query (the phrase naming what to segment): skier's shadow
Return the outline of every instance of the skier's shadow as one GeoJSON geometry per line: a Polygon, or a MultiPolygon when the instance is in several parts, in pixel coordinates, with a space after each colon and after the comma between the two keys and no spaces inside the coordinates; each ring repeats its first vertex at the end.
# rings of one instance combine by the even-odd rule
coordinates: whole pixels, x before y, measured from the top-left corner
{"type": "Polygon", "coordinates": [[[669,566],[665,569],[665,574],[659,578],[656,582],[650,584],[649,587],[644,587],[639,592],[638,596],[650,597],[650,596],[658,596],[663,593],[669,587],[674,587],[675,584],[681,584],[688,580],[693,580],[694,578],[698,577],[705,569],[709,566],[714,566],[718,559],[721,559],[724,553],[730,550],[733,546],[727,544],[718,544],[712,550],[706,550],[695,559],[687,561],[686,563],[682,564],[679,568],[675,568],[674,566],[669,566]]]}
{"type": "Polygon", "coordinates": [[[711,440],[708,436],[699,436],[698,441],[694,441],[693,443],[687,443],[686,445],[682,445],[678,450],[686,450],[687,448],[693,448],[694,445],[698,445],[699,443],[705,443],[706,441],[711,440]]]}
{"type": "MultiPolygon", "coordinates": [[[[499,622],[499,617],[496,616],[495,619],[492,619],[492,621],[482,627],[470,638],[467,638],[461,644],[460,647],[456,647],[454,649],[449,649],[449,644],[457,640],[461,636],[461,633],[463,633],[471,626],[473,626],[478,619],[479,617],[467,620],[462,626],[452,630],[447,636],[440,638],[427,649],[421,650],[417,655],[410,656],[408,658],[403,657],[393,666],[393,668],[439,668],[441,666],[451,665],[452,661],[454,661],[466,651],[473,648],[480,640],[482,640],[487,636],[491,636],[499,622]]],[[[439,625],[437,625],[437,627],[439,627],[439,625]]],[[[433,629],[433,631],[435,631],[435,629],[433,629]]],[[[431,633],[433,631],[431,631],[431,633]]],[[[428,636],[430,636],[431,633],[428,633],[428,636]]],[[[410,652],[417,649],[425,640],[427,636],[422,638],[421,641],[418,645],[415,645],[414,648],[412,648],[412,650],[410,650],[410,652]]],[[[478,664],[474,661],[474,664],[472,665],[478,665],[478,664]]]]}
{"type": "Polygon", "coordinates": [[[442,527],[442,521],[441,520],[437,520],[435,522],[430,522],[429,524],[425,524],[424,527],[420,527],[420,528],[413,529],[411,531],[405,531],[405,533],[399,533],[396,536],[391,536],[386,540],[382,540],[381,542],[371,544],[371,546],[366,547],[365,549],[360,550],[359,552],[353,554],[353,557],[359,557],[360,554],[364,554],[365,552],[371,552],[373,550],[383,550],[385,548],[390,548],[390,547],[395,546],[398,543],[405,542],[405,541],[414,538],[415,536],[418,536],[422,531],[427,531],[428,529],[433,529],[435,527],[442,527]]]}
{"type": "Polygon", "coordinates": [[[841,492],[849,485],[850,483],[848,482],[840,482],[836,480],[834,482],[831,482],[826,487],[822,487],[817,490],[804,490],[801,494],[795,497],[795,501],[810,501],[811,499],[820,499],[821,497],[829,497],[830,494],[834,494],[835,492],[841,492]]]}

Stated problem: Convert the data above into a JSON list of strings with one string per line, omitting any blank lines.

Final answer:
[
  "query (the phrase naming what to segment): skier's shadow",
  "Return the outline of every instance of the skier's shadow as one GeoJSON geometry per line: a Polygon, or a MultiPolygon when the instance is in several parts, in pixel coordinates, with a space after each colon and after the comma between the two keys and no spaces inside the coordinates; each ring repeats its first vertex at the end.",
  "# rings of one instance combine by the even-odd rule",
  "coordinates: whole pixels, x before y, measured from the top-left corner",
  "{\"type\": \"Polygon\", \"coordinates\": [[[669,566],[665,569],[665,574],[659,578],[656,582],[650,584],[649,587],[644,587],[639,592],[638,596],[650,597],[650,596],[658,596],[663,593],[669,587],[674,587],[675,584],[681,584],[688,580],[693,580],[694,578],[698,577],[705,569],[709,566],[714,566],[718,559],[721,559],[724,553],[730,550],[733,546],[727,544],[718,544],[712,550],[706,550],[695,559],[687,561],[686,563],[682,564],[679,568],[675,568],[674,566],[669,566]]]}",
  "{\"type\": \"Polygon\", \"coordinates\": [[[711,440],[708,436],[699,436],[698,441],[694,441],[693,443],[687,443],[686,445],[682,445],[678,450],[686,450],[687,448],[693,448],[694,445],[698,445],[699,443],[705,443],[706,441],[711,440]]]}",
  "{\"type\": \"MultiPolygon\", \"coordinates\": [[[[499,622],[499,617],[496,616],[495,619],[492,619],[492,621],[482,627],[470,638],[467,638],[461,644],[460,647],[456,647],[454,649],[449,649],[449,644],[457,640],[461,636],[461,633],[463,633],[471,626],[473,626],[478,619],[479,617],[467,620],[462,626],[452,630],[447,636],[440,638],[427,649],[421,650],[417,655],[410,656],[408,658],[403,657],[393,666],[393,668],[439,668],[441,666],[451,665],[452,661],[454,661],[466,651],[473,648],[480,640],[482,640],[487,636],[491,636],[499,622]]],[[[439,625],[437,625],[437,627],[439,627],[439,625]]],[[[433,629],[433,631],[435,631],[435,629],[433,629]]],[[[431,633],[433,631],[431,631],[431,633]]],[[[428,636],[430,636],[431,633],[428,633],[428,636]]],[[[410,652],[417,649],[425,640],[427,636],[422,638],[421,641],[418,645],[415,645],[414,648],[412,648],[412,650],[410,650],[410,652]]],[[[478,664],[474,661],[474,664],[472,665],[478,665],[478,664]]]]}",
  "{\"type\": \"Polygon\", \"coordinates\": [[[442,527],[442,521],[441,520],[437,520],[435,522],[430,522],[429,524],[425,524],[424,527],[420,527],[420,528],[413,529],[411,531],[405,531],[405,533],[399,533],[396,536],[391,536],[386,540],[382,540],[381,542],[371,544],[371,546],[366,547],[365,549],[360,550],[359,552],[353,554],[353,557],[359,557],[360,554],[364,554],[365,552],[371,552],[373,550],[383,550],[385,548],[390,548],[390,547],[395,546],[398,543],[405,542],[405,541],[414,538],[415,536],[418,536],[422,531],[427,531],[428,529],[433,529],[435,527],[442,527]]]}",
  "{\"type\": \"Polygon\", \"coordinates\": [[[841,492],[849,485],[850,483],[848,482],[840,482],[836,480],[834,482],[831,482],[826,487],[822,487],[817,490],[804,490],[801,494],[795,497],[795,501],[810,501],[811,499],[820,499],[821,497],[829,497],[830,494],[834,494],[835,492],[841,492]]]}"
]